**TEXTE SOURCE:**
Par décision incidente du 20 septembre 2018 (qui a été expédiée sous pli recommandé et notifiée le 24 septembre suivant), le Tribunal de céans a transmis la réponse de l'autorité inférieure au recourant et invité celui-ci à présenter sa réplique. Il a également rejeté la demande de restitution de l'effet suspensif et invité l'intéressé à verser une avance de frais.

E.

Le recourant a versé l'avance de frais requise dans le délai imparti, mais n'a pas répliqué.

F.

Les autres faits et moyens de la cause seront évoqués, si nécessaire, dans les considérants qui suivent.

Droit :

1.

1.1 Sous réserve des exceptions prévues à l'art. 32 LTAF (RS 173.32), le Tribunal de céans, en vertu de l'art. 31 LTAF, connaît des recours contre les décisions au sens de l'art. 5 PA (RS 172.021) prises par les autorités mentionnées à l'art. 33 LTAF. Les décisions d'interdiction d'entrée rendues par le SEM sont donc susceptibles de recours au Tribunal de céans, qui statue de manière définitive lorsque, comme en l'espèce, le recourant ne peut se prévaloir de l'ALCP (cf. art. 1 al. 2 LTAF, en relation avec l'art. 33 let. d LTAF et l'art. 83 let. c ch. 1 LTF [RS 173.110]; cf. consid. 6.5.2 infra, ainsi que l'arrêt du Tribunal fédéral [TF] 2C_135/2017 du 21 février 2017 consid. 5 a contrario).

**CONSIGNES:**
1 – Réécrivez l'extrait de l'arrêt depuis « Par décision incidente » jusqu'à « avance de frais. » inclus, en mettant « détermination » à la place de « réplique ».
2 – Prolongez l'extrait de l'arrêt au-delà de sa dernière phrase.
La liste qui vient ensuite n'a aucun lien avec l'extrait de l'arrêt.

**DONNÉES:**
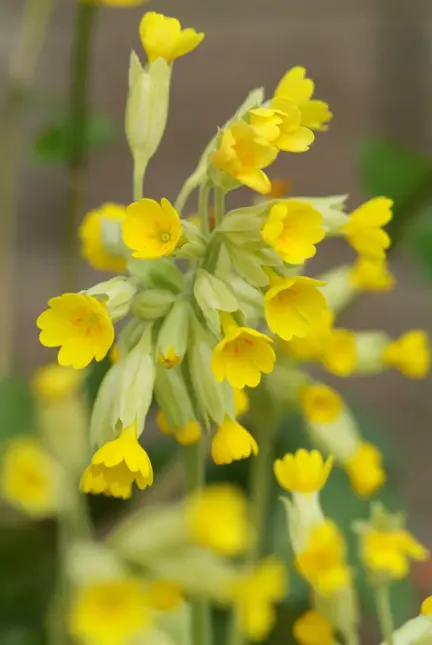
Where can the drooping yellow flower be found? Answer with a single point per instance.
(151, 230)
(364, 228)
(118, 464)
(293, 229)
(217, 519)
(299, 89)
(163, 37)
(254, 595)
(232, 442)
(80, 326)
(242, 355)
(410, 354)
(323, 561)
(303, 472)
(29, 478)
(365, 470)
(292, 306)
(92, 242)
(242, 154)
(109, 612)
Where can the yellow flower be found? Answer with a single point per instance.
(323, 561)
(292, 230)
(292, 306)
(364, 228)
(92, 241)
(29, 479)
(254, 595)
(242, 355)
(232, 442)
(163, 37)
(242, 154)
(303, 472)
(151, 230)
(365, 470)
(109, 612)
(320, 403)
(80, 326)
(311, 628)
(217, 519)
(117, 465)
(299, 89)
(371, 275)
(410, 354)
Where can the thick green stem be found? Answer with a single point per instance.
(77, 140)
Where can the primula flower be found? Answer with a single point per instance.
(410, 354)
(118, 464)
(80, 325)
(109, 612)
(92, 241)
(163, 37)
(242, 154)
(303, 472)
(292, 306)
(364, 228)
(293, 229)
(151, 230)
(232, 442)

**CORRIGÉS:**
1 –
Par décision incidente du 20 septembre 2018 (qui a été expédiée sous pli recommandé et notifiée le 24 septembre suivant), le Tribunal de céans a transmis la réponse de l'autorité inférieure au recourant et invité celui-ci à présenter sa détermination. Il a également rejeté la demande de restitution de l'effet suspensif et invité l'intéressé à verser une avance de frais.

2 –
1.2 A moins que la LTAF n'en dispose autrement, la procédure devant le Tribunal de céans est régie par la PA (cf. art. 37 LTAF).

1.3 Le recourant a qualité pour recourir (cf. art. 48 al. 1 PA). Présenté dans la forme et dans les délais prescrits par la loi (sur ce dernier point, cf. let. A supra), son recours est recevable (cf. art. 50 et art. 52 PA).

1.4 Compte tenu du fait que l'autorité inférieure a supprimé le signalement de l'interdiction d'entrée querellée dans le SIS au stade de la réponse, en raison du mariage contracté dans l'intervalle par le recourant avec une ressortissante française, force est de constater que le recours, en tant qu'il est dirigé contre ce signalement, est devenu sans objet.

2.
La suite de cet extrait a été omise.